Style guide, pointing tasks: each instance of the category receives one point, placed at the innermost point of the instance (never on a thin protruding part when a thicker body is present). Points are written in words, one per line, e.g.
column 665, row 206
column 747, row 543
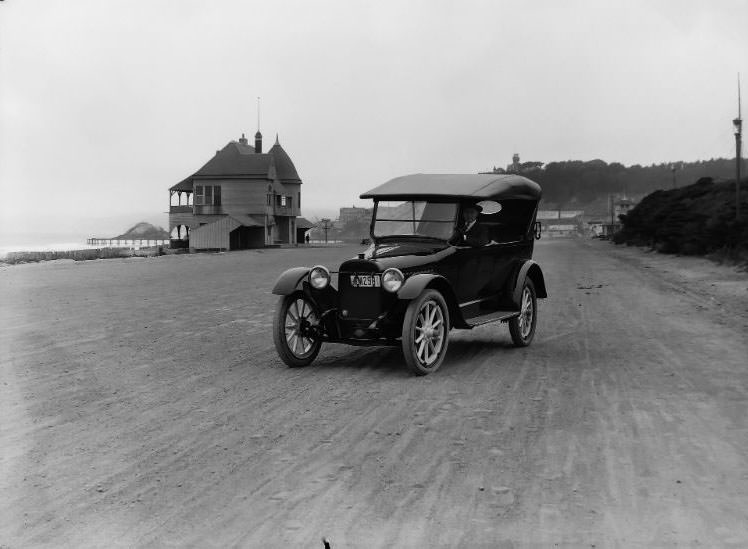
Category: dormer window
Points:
column 207, row 195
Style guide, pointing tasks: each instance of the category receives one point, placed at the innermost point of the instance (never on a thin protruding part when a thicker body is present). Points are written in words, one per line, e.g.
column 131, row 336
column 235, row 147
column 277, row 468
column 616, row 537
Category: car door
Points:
column 475, row 273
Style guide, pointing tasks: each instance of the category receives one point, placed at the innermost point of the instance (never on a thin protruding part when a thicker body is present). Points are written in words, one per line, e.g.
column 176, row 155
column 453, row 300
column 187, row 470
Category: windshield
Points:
column 415, row 218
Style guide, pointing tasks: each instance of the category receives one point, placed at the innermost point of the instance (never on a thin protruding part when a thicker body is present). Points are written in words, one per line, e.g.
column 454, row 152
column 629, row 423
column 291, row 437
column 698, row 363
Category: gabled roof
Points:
column 240, row 160
column 303, row 223
column 236, row 159
column 456, row 187
column 283, row 166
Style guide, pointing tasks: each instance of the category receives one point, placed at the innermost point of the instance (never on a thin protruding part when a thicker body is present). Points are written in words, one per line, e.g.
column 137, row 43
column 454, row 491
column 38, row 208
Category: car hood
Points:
column 404, row 255
column 400, row 248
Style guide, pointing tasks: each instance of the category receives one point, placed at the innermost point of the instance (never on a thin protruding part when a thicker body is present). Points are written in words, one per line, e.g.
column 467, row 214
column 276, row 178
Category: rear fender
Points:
column 290, row 280
column 417, row 283
column 531, row 270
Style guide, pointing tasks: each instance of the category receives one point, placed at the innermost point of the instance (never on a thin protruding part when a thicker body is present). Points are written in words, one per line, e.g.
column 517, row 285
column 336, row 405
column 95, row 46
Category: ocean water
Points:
column 42, row 242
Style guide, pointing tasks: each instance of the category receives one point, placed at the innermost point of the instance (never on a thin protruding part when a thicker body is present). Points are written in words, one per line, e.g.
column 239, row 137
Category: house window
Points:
column 207, row 195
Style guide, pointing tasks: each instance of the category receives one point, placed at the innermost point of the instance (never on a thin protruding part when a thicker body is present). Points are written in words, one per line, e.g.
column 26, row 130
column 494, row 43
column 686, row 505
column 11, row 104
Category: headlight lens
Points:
column 392, row 280
column 319, row 277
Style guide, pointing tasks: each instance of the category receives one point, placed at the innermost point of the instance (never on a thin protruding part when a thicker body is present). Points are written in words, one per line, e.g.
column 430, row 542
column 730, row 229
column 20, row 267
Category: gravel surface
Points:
column 142, row 404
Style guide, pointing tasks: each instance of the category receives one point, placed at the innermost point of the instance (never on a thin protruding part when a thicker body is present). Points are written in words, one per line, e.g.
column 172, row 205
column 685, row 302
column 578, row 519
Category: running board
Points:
column 495, row 316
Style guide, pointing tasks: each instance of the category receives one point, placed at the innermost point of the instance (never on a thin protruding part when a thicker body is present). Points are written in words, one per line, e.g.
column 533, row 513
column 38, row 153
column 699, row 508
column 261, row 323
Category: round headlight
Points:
column 392, row 280
column 319, row 277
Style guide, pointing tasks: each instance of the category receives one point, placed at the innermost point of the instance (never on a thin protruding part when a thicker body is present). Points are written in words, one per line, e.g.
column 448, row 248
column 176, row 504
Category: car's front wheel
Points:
column 426, row 332
column 296, row 319
column 522, row 327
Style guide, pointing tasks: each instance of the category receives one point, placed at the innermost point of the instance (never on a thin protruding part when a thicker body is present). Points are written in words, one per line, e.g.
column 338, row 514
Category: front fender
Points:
column 532, row 270
column 417, row 283
column 289, row 281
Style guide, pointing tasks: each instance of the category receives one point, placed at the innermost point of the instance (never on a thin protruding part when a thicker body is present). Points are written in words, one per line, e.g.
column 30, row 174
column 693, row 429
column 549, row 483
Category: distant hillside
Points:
column 144, row 231
column 694, row 220
column 581, row 184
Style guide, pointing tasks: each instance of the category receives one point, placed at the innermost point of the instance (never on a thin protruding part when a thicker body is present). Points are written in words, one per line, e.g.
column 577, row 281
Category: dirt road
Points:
column 142, row 404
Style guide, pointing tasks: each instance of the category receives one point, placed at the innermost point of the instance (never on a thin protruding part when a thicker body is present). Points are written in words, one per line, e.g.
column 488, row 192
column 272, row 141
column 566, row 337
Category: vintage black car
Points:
column 429, row 269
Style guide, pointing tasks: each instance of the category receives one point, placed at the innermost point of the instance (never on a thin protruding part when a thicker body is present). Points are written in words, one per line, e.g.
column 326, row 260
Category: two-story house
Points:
column 241, row 198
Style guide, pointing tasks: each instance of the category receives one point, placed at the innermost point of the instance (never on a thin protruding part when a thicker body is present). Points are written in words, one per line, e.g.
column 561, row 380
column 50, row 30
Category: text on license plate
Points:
column 365, row 281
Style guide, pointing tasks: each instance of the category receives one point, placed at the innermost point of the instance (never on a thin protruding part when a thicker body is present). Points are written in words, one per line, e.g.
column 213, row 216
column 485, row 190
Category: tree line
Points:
column 583, row 182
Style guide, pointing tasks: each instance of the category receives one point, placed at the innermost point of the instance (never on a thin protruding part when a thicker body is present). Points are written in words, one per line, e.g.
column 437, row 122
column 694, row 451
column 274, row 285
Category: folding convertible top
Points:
column 457, row 187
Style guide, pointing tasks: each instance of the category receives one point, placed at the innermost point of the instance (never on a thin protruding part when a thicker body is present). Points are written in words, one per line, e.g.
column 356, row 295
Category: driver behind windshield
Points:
column 468, row 231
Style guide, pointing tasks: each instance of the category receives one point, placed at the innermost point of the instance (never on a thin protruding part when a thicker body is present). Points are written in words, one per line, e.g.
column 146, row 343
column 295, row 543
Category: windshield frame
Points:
column 379, row 238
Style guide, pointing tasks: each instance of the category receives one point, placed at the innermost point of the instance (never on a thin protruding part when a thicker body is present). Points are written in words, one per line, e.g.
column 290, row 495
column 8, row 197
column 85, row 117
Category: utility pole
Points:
column 326, row 225
column 738, row 124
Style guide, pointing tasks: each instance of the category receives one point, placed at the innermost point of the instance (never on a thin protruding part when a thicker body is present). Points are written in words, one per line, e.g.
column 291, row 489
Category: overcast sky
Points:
column 105, row 104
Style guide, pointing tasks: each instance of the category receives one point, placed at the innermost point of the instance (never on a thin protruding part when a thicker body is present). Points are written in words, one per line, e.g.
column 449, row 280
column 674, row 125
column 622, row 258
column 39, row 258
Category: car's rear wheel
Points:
column 294, row 325
column 522, row 327
column 425, row 332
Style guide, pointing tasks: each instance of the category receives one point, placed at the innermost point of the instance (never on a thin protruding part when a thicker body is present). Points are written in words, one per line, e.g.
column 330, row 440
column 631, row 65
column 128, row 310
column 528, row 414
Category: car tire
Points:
column 294, row 314
column 425, row 332
column 522, row 327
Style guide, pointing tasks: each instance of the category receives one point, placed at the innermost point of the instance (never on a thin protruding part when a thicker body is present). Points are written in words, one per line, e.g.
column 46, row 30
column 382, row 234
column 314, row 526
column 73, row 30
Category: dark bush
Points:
column 694, row 220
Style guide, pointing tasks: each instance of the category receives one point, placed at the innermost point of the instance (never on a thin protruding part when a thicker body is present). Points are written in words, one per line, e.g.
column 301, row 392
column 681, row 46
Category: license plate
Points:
column 365, row 281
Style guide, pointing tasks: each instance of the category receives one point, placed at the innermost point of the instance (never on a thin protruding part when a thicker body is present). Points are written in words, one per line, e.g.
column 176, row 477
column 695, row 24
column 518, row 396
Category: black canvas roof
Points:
column 456, row 187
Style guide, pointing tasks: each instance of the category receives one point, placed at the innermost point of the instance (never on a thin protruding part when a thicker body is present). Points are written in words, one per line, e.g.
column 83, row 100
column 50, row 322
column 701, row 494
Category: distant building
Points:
column 622, row 206
column 241, row 198
column 561, row 222
column 516, row 166
column 361, row 215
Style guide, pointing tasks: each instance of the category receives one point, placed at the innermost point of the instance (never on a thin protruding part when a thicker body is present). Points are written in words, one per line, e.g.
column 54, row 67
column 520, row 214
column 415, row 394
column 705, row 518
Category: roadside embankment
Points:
column 13, row 258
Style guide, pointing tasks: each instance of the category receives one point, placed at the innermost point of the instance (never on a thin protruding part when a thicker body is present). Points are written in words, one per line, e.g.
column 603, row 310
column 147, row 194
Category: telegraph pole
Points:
column 738, row 124
column 326, row 226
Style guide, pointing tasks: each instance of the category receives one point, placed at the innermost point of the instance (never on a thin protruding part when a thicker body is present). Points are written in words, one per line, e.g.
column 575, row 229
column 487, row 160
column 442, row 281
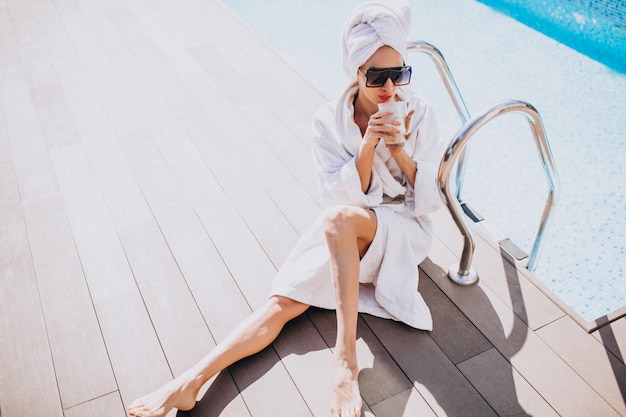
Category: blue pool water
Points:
column 494, row 57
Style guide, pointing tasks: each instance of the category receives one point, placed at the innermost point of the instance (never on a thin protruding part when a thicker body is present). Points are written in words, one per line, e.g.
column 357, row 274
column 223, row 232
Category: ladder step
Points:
column 512, row 249
column 471, row 213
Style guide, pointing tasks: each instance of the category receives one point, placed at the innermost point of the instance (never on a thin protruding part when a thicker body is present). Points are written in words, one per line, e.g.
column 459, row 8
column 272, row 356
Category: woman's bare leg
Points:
column 349, row 232
column 251, row 336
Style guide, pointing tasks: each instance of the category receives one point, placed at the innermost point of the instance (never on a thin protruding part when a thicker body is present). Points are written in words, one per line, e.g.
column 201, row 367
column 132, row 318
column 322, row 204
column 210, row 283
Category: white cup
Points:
column 400, row 111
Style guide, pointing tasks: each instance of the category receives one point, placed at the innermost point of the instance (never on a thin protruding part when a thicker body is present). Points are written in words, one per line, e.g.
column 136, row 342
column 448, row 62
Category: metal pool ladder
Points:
column 464, row 273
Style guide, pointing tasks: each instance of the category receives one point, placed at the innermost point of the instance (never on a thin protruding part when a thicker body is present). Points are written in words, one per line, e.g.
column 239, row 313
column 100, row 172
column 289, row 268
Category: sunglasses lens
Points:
column 401, row 77
column 377, row 77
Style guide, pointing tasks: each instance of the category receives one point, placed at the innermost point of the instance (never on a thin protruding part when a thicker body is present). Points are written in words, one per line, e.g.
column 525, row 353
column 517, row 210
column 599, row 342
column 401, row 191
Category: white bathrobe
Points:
column 389, row 270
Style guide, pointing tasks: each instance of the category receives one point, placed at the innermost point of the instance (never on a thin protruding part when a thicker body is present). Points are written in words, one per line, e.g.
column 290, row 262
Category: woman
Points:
column 363, row 252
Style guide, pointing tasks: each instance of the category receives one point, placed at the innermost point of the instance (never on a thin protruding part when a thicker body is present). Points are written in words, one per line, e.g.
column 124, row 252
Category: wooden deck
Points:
column 155, row 172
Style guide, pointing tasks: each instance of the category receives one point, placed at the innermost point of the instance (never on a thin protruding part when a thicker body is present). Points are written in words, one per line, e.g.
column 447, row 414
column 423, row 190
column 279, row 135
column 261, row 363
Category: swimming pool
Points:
column 494, row 57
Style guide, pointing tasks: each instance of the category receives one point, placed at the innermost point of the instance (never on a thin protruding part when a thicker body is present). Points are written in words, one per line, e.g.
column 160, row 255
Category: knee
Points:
column 338, row 221
column 287, row 307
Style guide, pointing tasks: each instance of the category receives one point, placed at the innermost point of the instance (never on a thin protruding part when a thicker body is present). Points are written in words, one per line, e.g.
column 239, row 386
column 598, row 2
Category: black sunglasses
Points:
column 377, row 77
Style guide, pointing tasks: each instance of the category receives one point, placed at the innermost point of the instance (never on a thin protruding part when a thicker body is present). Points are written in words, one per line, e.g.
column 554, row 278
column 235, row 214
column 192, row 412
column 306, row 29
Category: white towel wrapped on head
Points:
column 371, row 25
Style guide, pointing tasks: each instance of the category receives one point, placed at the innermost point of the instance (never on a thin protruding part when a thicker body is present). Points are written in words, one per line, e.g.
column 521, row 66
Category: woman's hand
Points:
column 396, row 149
column 381, row 126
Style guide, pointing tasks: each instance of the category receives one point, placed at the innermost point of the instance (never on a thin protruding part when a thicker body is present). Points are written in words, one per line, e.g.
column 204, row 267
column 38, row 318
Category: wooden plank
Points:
column 109, row 405
column 30, row 156
column 51, row 105
column 220, row 300
column 380, row 377
column 181, row 102
column 503, row 387
column 248, row 197
column 495, row 271
column 73, row 329
column 101, row 253
column 134, row 350
column 221, row 399
column 28, row 386
column 603, row 371
column 442, row 385
column 452, row 331
column 564, row 390
column 254, row 376
column 297, row 205
column 181, row 330
column 308, row 361
column 405, row 404
column 115, row 101
column 5, row 147
column 13, row 237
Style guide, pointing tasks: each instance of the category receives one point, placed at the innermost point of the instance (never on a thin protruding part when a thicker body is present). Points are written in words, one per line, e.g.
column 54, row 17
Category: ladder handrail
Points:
column 465, row 274
column 455, row 95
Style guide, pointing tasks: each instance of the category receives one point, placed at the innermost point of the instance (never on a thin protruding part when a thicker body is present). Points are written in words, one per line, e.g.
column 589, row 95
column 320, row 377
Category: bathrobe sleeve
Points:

ABOUT THIS EXERCISE:
Would you please repeat exactly the lines above, starting at the line with "column 533, row 513" and stopping at the line with "Category: front fender", both included?

THE ANSWER:
column 533, row 513
column 38, row 153
column 699, row 508
column 261, row 323
Category: round headlight
Points:
column 392, row 280
column 319, row 277
Style guide, pointing tasks: each instance of the category receives one point, placed at the innermost point of the instance (never on a thin protruding part when a thicker body is present). Points are written in words, one per line, e.g.
column 448, row 248
column 176, row 504
Category: car's front wheel
Points:
column 426, row 332
column 296, row 319
column 522, row 327
Style guide, pointing tasks: each instance of the category receives one point, placed at the innermost point of the instance (never on a thin protruding part when a thicker body is present). Points are written in words, one per line, e.g.
column 338, row 514
Category: front fender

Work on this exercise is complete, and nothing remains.